+++ Materials provided

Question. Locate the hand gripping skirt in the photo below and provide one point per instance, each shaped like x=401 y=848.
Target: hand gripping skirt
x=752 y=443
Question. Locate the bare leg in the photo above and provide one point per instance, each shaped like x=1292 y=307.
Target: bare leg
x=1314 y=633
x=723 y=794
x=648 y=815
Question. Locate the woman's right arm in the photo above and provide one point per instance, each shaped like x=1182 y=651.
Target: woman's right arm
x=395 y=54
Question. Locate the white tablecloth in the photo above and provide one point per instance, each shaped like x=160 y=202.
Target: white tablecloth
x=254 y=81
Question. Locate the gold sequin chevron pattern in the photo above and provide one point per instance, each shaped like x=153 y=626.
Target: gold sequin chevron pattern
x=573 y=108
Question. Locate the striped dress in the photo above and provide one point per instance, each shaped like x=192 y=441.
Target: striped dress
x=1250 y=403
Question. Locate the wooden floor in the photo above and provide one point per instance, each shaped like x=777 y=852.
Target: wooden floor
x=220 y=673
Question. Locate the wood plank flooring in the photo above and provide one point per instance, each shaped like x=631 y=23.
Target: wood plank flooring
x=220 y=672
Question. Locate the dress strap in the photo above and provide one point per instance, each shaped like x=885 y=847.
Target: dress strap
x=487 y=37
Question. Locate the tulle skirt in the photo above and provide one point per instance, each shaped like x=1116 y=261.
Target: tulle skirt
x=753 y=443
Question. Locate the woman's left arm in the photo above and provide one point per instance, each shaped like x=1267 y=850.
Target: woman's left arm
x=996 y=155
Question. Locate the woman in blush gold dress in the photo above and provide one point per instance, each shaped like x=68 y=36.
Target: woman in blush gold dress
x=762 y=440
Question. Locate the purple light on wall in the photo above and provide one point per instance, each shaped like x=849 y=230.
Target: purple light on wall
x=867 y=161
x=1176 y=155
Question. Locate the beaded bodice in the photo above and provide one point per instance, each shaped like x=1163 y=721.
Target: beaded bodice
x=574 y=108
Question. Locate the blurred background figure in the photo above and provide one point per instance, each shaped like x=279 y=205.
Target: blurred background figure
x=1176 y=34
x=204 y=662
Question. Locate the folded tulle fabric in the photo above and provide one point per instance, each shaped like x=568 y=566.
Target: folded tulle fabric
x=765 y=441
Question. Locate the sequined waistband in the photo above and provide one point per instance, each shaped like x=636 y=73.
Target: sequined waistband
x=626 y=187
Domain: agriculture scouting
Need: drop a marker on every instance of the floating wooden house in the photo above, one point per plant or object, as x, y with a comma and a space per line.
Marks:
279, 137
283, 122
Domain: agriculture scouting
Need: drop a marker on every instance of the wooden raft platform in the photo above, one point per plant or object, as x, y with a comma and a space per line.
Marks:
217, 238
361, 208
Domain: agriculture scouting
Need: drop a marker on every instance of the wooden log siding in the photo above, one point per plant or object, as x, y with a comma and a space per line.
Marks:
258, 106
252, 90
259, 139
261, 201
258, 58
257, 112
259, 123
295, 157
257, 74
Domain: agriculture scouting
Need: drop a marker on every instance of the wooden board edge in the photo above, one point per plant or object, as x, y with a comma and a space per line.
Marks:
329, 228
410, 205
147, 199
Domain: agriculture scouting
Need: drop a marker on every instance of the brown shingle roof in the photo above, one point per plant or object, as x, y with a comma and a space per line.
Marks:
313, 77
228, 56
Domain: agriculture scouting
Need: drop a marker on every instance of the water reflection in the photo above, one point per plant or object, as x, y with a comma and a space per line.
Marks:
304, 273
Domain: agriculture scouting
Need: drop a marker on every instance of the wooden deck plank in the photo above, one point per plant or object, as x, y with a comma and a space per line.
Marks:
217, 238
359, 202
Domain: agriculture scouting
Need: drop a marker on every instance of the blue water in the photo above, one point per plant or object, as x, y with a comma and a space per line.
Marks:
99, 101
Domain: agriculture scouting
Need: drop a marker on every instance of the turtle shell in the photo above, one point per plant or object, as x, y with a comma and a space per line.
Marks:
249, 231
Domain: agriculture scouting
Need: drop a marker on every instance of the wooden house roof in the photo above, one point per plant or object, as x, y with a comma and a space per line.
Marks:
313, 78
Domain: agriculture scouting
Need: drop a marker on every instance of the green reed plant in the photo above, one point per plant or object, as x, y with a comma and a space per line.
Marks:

++++++

Aim of the task:
Reproduce all of the data above verbatim, line for line, with no changes.

Complete response:
Question. Locate the hand gripping skirt in the photo below and provide one point per instance, each shaped like x=401 y=848.
Target: hand gripping skirt
x=752 y=443
Question. Locate the bare leg in the photo above and provide one point per instance, each shaped like x=1292 y=307.
Target: bare leg
x=1314 y=633
x=723 y=794
x=648 y=815
Question. Locate the woman's right arm in the photo above and provide one point per instance, each shaped like x=1182 y=651.
Target: woman's right arm
x=395 y=54
Question. Locate the white tablecloth in the photo above and provide one point per instance, each shaped like x=160 y=202.
Target: white tablecloth
x=254 y=81
Question. Locate the gold sequin chevron pattern in the photo above and provide one point per instance, each shaped like x=153 y=626.
Target: gold sequin chevron pattern
x=573 y=108
Question. Locate the striped dress in the photo above and provide one point per instance, each shaped like x=192 y=441.
Target: striped dress
x=1250 y=403
Question. Locate the wooden floor in the photo above and provide one point per instance, each shaped like x=777 y=852.
Target: wooden floor
x=220 y=673
Question. Locate the wood plank flooring in the photo above and provide one point per instance, each shaped like x=631 y=23.
Target: wood plank flooring
x=220 y=672
Question. Locate the dress strap in the photo above and provide one point per instance, each shaped like x=885 y=847.
Target: dress strap
x=487 y=37
Question. Locate the tulle skirt in the photo above and provide one point per instance, each shaped like x=1116 y=261.
Target: tulle skirt
x=753 y=443
Question. Locate the woman's left arm in the photo above and provide one point per instance, each shaped like x=1267 y=850.
Target: woman's left arm
x=996 y=155
Question. Locate the woman in blush gold dress in the photo above and provide one point per instance, each shaped like x=68 y=36.
Target: woman in blush gold dress
x=762 y=440
Question. Locate the purple light on wall in the photo above and provide one point per instance, each shaped like x=849 y=230.
Target: purple light on wall
x=867 y=161
x=1176 y=155
Question. Locate the beaded bodice in the photo above and provide one point per instance, each shaped like x=1163 y=721.
Target: beaded bodice
x=574 y=108
Question. Locate the blurred background figure in the photo above and provide one point per instance, each shaped like x=279 y=205.
Target: blurred background figure
x=1176 y=34
x=204 y=662
Question. Locate the folded tulle fabric in the photo above and provide one point per instance, each shaped like x=568 y=566.
Target: folded tulle fabric
x=765 y=441
Question. Locate the sequined waistband in the photo above and provide one point per instance, each shaped like x=636 y=73.
Target: sequined waistband
x=626 y=187
Domain: agriculture scouting
Need: drop a marker on every instance of the floating wooden house in the photo above, one point per plant or object, as x, y with a comma and a space per line.
Marks:
279, 137
283, 122
Domain: agriculture scouting
Need: drop a marker on every instance of the wooden raft platform in the photo above, one point per plant or object, as x, y with a comma and a space per line.
Marks:
217, 238
361, 208
Domain: agriculture scouting
Need: drop a marker on every instance of the wooden log siding in the photo above, one point per plant or object, as x, y with a comma and a space per line.
Marks:
258, 106
252, 90
259, 139
261, 201
258, 58
257, 112
259, 123
295, 157
257, 74
Domain: agriculture scouting
Need: drop a marker on every instance of the wooden board edge in the photo above, one point per plant or object, as x, y with a comma and a space per line.
Marks:
329, 228
410, 205
147, 199
Domain: agriculture scouting
Need: drop a marker on every instance of the brown shingle roof in the photo above, one point per plant or object, as x, y with a comma and a space per line.
Marks:
313, 77
228, 56
Domain: agriculture scouting
Need: drop a marker on every instance of the water reflection in the photo above, one point per plant or object, as x, y with a comma and a space per line.
Marks:
304, 273
Domain: agriculture scouting
Need: drop a marker on every instance of the wooden deck plank in the photo above, one point per plant or object, as x, y with a comma and a space per line.
Marks:
217, 238
359, 202
Domain: agriculture scouting
Need: drop a marker on every instance of the blue water in the photo above, one point per plant or object, as x, y with a comma and a space per line.
Marks:
99, 101
Domain: agriculture scouting
Need: drop a marker on every instance of the turtle shell in the photo above, one point per plant or object, as x, y with a comma and a space per line.
Marks:
249, 231
Domain: agriculture scouting
Need: drop a marker on every instance of the wooden house roof in the photo above, one point per plant or object, as x, y with a comma and a space per line.
Marks:
313, 78
Domain: agriculture scouting
Need: drop a marker on every instance of the green reed plant in the photo above, one point per plant or object, as x, y with a comma and a space per line.
Marks:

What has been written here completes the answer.